• Reading passage:
To quote our wise and generous moderator: "Feel free to open another, but if it wanders off track use the report button that is what it is there for."
The subject here is homeschooling, NOT religion. Please do not hijack this thread and get it locked like the last one. Our religious beliefs or lack of beliefs are completely irrelevant to this issue. The whole premise of homeschooling is that the parents, because they are more qualified, act as a substitute for the state schools. Now, since we live in the civilized world and have a government with a fundamental rule of separation of church and state (even if it does get abused sometimes), the issue is the purely secular education that homeschooling can provide.
The example, in the case of the other thread, was the teaching of evolution. Evolution is a scientific theory completely independent of any theology, and is taught as such. It either succeeds or fails as a scientific theory, and if it fails, it will be replaced by a scientific theory. But yet a poster who shall not be named insisted on creating a false dillema between evolution and religion. Please do not do this. If you feel that teaching evolution should be reconsidered, you will address it as a scientific theory and provide an alternative scientific theory to replace it. This is what we do in science education. If you insist on addressing it from a theological perspective, not only are you breaking the forum rules, but you are conceding that you are not able to live up to the standards required for science teachers and, by extension, homeschooling parents.
If you wish to argue something here, please keep this no-religion rule in mind.

• Supplied records:
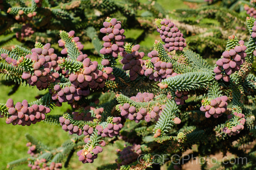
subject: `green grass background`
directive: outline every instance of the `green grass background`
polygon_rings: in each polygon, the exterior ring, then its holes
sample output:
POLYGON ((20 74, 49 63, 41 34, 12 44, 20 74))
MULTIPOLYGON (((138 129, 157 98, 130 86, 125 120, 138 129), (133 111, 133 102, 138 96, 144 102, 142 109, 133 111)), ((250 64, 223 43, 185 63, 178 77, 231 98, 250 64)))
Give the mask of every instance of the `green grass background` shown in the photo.
MULTIPOLYGON (((141 0, 145 2, 147 0, 141 0)), ((179 8, 186 8, 181 0, 170 1, 164 0, 157 1, 166 9, 170 11, 179 8)), ((116 17, 118 18, 118 16, 116 17)), ((141 31, 136 30, 126 30, 125 35, 127 37, 132 37, 134 34, 141 33, 141 31)), ((2 36, 0 36, 0 38, 2 36)), ((159 35, 156 31, 148 35, 140 45, 143 47, 152 48, 155 40, 160 40, 159 35)), ((12 41, 8 43, 10 47, 15 44, 20 44, 16 40, 12 41)), ((85 44, 84 49, 93 48, 91 43, 85 44)), ((10 96, 8 94, 11 89, 11 86, 6 86, 0 84, 0 103, 5 103, 9 98, 12 98, 14 103, 26 99, 29 102, 36 100, 35 97, 43 95, 46 92, 40 91, 35 88, 24 86, 20 87, 14 94, 10 96)), ((67 103, 60 107, 57 107, 49 114, 63 114, 70 106, 67 103)), ((65 140, 70 139, 71 135, 65 132, 60 126, 46 124, 43 122, 32 124, 30 126, 23 126, 12 124, 7 124, 5 118, 0 119, 0 170, 8 169, 6 166, 9 162, 28 156, 27 153, 28 148, 26 146, 27 142, 25 134, 28 133, 40 140, 44 143, 52 146, 59 146, 65 140)), ((77 157, 74 154, 67 169, 96 169, 96 167, 101 165, 114 163, 117 157, 115 155, 116 148, 112 145, 108 145, 103 148, 103 152, 99 154, 99 157, 93 164, 83 164, 78 160, 77 157)), ((16 167, 14 169, 29 170, 30 168, 26 165, 16 167)))

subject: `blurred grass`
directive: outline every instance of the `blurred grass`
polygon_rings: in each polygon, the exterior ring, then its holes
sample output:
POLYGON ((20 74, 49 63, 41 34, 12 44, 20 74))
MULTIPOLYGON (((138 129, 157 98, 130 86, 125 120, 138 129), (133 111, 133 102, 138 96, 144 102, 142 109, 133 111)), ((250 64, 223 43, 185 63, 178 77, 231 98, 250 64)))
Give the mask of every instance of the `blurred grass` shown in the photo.
MULTIPOLYGON (((147 0, 141 0, 145 2, 147 0)), ((158 0, 157 2, 161 5, 166 10, 172 11, 179 8, 187 8, 188 6, 184 4, 181 0, 169 1, 169 0, 158 0)), ((118 18, 118 16, 116 16, 118 18)), ((126 30, 125 34, 129 39, 136 39, 142 33, 143 31, 138 29, 126 30)), ((0 36, 0 38, 2 37, 0 36)), ((160 40, 158 33, 155 31, 150 34, 142 41, 140 44, 141 49, 149 49, 152 50, 155 40, 160 40)), ((11 47, 16 44, 22 45, 15 38, 8 42, 8 44, 3 45, 5 48, 11 50, 11 47)), ((54 48, 59 48, 56 44, 53 46, 54 48)), ((85 44, 84 50, 93 49, 93 44, 90 42, 85 44)), ((145 55, 146 56, 146 54, 145 55)), ((99 63, 99 58, 92 58, 99 63)), ((35 97, 42 95, 47 91, 40 91, 36 88, 28 86, 21 86, 14 94, 8 96, 8 94, 11 90, 12 86, 6 86, 0 84, 0 103, 5 103, 9 98, 13 100, 14 103, 21 102, 24 99, 29 102, 36 100, 35 97)), ((63 104, 60 107, 55 108, 48 114, 61 114, 65 112, 70 106, 67 103, 63 104)), ((7 164, 11 161, 23 158, 28 156, 27 153, 28 148, 26 146, 27 142, 25 134, 28 133, 43 143, 53 146, 58 147, 66 140, 70 138, 68 133, 65 132, 59 126, 46 124, 43 122, 38 122, 35 124, 32 124, 30 127, 22 126, 17 125, 13 126, 11 124, 7 124, 4 118, 0 119, 0 169, 5 170, 7 164)), ((116 148, 112 145, 109 145, 103 148, 103 152, 98 155, 97 159, 93 164, 83 164, 79 161, 75 153, 72 157, 69 168, 62 169, 82 170, 86 168, 89 170, 96 169, 96 167, 100 165, 115 162, 117 158, 115 150, 116 148)), ((17 167, 15 168, 17 170, 29 170, 30 168, 26 165, 17 167)))

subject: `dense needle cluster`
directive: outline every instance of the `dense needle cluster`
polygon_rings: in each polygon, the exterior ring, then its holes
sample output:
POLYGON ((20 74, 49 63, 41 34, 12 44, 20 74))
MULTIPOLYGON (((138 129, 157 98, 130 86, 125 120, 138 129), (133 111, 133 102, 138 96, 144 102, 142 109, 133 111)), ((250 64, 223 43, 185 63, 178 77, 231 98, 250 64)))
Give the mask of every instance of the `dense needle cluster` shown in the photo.
POLYGON ((34 33, 34 31, 30 27, 29 24, 27 23, 22 27, 20 32, 16 32, 15 35, 17 38, 23 39, 24 38, 29 37, 34 33))
POLYGON ((29 106, 27 100, 17 102, 14 105, 13 100, 9 99, 6 102, 6 107, 10 116, 6 118, 5 122, 13 125, 18 124, 30 126, 45 119, 45 114, 50 112, 49 107, 43 105, 33 104, 29 106))
POLYGON ((246 11, 246 13, 248 14, 250 17, 256 18, 256 10, 253 7, 250 7, 247 5, 245 5, 244 6, 244 10, 246 11))
POLYGON ((109 121, 112 122, 107 124, 104 128, 101 125, 96 126, 95 129, 98 131, 98 135, 101 135, 102 137, 113 137, 119 134, 119 131, 123 128, 123 124, 121 123, 121 118, 114 117, 111 121, 109 121))
POLYGON ((232 114, 228 115, 228 118, 229 119, 236 119, 235 122, 237 122, 236 124, 229 123, 226 123, 226 126, 223 128, 223 132, 227 134, 229 136, 235 135, 240 133, 244 128, 244 125, 246 120, 244 118, 244 114, 242 113, 234 112, 232 114))
POLYGON ((28 166, 28 167, 31 167, 31 169, 37 170, 59 170, 62 168, 61 163, 53 162, 48 166, 48 163, 47 162, 44 158, 40 159, 37 159, 33 164, 29 164, 28 166))
MULTIPOLYGON (((75 31, 73 30, 69 32, 68 35, 69 37, 72 39, 71 41, 75 43, 75 46, 79 50, 80 54, 83 54, 83 53, 81 52, 81 50, 84 48, 84 45, 82 44, 81 42, 79 41, 80 39, 79 37, 74 36, 75 31)), ((62 47, 63 49, 61 52, 61 53, 62 54, 67 54, 68 49, 65 46, 66 43, 65 41, 62 39, 60 39, 58 41, 58 43, 59 43, 59 46, 62 47)))

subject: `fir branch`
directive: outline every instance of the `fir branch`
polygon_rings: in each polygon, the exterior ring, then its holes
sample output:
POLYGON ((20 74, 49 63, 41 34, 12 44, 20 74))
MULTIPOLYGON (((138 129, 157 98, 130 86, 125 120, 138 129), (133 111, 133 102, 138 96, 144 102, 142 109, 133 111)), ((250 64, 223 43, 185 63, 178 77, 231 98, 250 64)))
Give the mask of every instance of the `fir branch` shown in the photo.
POLYGON ((81 62, 70 60, 70 58, 65 59, 65 61, 59 63, 59 65, 61 68, 64 68, 65 71, 69 70, 69 74, 74 73, 79 71, 80 69, 83 68, 83 64, 81 62))
POLYGON ((101 165, 97 167, 98 170, 115 170, 117 168, 116 163, 112 163, 101 165))
POLYGON ((98 37, 95 29, 92 27, 90 27, 87 28, 85 32, 87 36, 91 40, 91 42, 98 54, 100 54, 100 50, 103 48, 103 46, 98 37))
POLYGON ((27 54, 31 54, 31 51, 30 50, 18 45, 14 46, 14 48, 12 49, 12 52, 20 56, 25 57, 27 54))
POLYGON ((62 115, 45 115, 45 119, 43 120, 44 123, 60 126, 59 119, 62 116, 62 115))
POLYGON ((202 68, 206 68, 209 70, 212 69, 212 66, 198 54, 190 50, 185 50, 184 53, 192 67, 199 70, 202 68))
POLYGON ((59 35, 61 39, 65 41, 65 47, 68 49, 67 52, 70 58, 76 61, 76 58, 80 54, 80 52, 75 42, 72 41, 72 37, 69 37, 68 33, 64 31, 60 32, 59 35))
POLYGON ((205 72, 194 72, 170 77, 162 81, 168 85, 168 88, 176 91, 188 91, 203 88, 212 83, 211 74, 205 72))
POLYGON ((213 99, 221 96, 222 91, 221 90, 221 87, 217 82, 214 82, 209 86, 209 88, 207 96, 210 99, 213 99))
POLYGON ((176 117, 176 114, 180 112, 174 100, 168 100, 153 130, 153 132, 155 133, 158 129, 160 129, 161 136, 166 135, 166 132, 169 132, 173 126, 174 122, 173 120, 176 117))

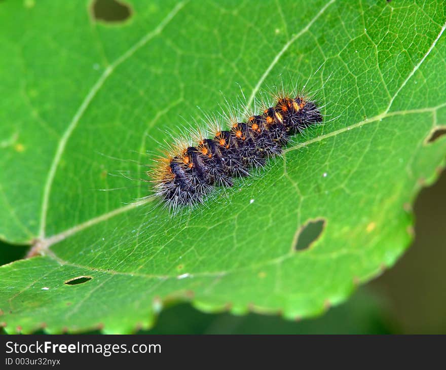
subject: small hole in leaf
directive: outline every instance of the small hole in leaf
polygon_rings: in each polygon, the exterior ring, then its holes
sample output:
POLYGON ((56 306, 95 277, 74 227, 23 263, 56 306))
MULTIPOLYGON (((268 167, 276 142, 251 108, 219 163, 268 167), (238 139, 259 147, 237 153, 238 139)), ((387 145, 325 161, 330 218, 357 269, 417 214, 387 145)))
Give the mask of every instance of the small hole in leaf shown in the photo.
POLYGON ((72 279, 69 279, 65 282, 65 283, 67 285, 77 285, 78 284, 86 283, 91 279, 91 276, 77 276, 72 279))
POLYGON ((299 236, 294 246, 294 250, 304 250, 309 248, 320 237, 325 227, 325 220, 323 218, 318 218, 307 222, 299 231, 299 236))
POLYGON ((132 13, 128 5, 118 0, 95 0, 92 10, 95 19, 110 23, 124 22, 132 13))
POLYGON ((433 142, 444 135, 446 135, 446 127, 437 128, 431 133, 430 137, 429 138, 427 142, 428 143, 433 142))

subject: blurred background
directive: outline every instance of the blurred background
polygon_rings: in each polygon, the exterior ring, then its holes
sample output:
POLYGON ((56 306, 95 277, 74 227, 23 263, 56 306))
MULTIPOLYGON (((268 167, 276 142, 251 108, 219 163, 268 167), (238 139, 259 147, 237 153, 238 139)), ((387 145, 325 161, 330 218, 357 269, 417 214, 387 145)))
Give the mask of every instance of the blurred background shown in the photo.
MULTIPOLYGON (((130 15, 115 0, 96 0, 92 11, 98 21, 106 22, 125 21, 130 15)), ((182 303, 165 308, 153 328, 138 332, 446 334, 446 171, 422 190, 414 209, 415 240, 404 255, 321 317, 292 322, 254 314, 206 314, 182 303)), ((0 265, 23 257, 27 249, 0 241, 0 265)))

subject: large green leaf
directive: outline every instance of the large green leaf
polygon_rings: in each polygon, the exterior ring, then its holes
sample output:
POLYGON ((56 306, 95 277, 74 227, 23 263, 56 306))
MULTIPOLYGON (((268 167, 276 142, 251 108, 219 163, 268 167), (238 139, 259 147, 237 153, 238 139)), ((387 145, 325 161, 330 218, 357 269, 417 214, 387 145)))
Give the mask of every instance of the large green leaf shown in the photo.
POLYGON ((394 263, 446 154, 442 2, 135 0, 113 25, 88 3, 0 3, 0 235, 41 254, 0 268, 7 331, 126 332, 180 299, 305 317, 394 263), (333 119, 258 175, 173 217, 134 202, 196 105, 309 79, 333 119))

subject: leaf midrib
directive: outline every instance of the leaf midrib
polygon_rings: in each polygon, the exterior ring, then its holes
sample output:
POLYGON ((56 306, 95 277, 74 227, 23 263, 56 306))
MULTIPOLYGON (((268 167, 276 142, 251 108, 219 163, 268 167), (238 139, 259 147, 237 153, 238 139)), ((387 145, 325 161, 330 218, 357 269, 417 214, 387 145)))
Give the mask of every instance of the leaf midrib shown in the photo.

• Task list:
a - Answer these about the forum post on homeschooling:
(i) In the moderator's quoted words, what should be used if a thread wanders off track?
(ii) What was taught in the example from the other thread?
(iii) Besides addressing it as a scientific theory, what must someone provide if they feel teaching evolution should be reconsidered?
b - Carry the forum post on homeschooling on past its final sentence.
The items are unrelated to the forum post on homeschooling.

• Responses:
a -
(i) The report button.
(ii) Evolution.
(iii) An alternative scientific theory to replace it.

b -
Now then, with that out of the way, I'll just re-post my arguments from the other thread to start the debate:
Homeschooling? HELL NO. This is another one of those ideas that sounds good in theory, but is an utter disaster in practice.
1) Very, very few people have the skills and knowledge necessary to give a proper general education. Even those of us who have high-level knowledge of specific subjects (engineering, math, physics, in my case) rarely have the same knowledge in all of the areas required. I could teach someone every form of math from basic addition to university-level calculus, but I know almost nothing about literature. And the problem only gets worse when you realize that knowing a subject is not the same as being able to teach it... go to any serious university classes, and you'll learn this far too well: there are many people who are brilliant in their fields, but who just suck at teaching that knowledge to others. Oh yeah, and just to beat the dead horse a bit more, how many families have enough money that they can afford to have this brilliant, well-educated parent staying home teaching full-time?
2) Many people use homeschooling as an excuse to second-guess the experts on what is true, and what their children really need to learn. Similarly to point #1, most people simply do not have the knowledge to make an informed decision on this. And making the problem worse, many of them are proud of this fact. Consider something like the "debate" over creationism vs. evolution, in the scientific community (the experts who actually matter), there is no debate, evolution is as solid a theory as the theory that disease is caused by bacteria. In formal schools, the correct theory is taught, and schools are held accountable for any refusal to do so. But consider the general population, where there are plenty of people who refuse to accept this fact... if they homeschool their children, what is stopping them from giving their children a fundamentally flawed "theory" of creationism instead? Nothing, of course, and people do exactly that. Now skip forward a few years, when these children get out into the real world, and their lack of knowledge leaves them completely unqualified for any serious higher education.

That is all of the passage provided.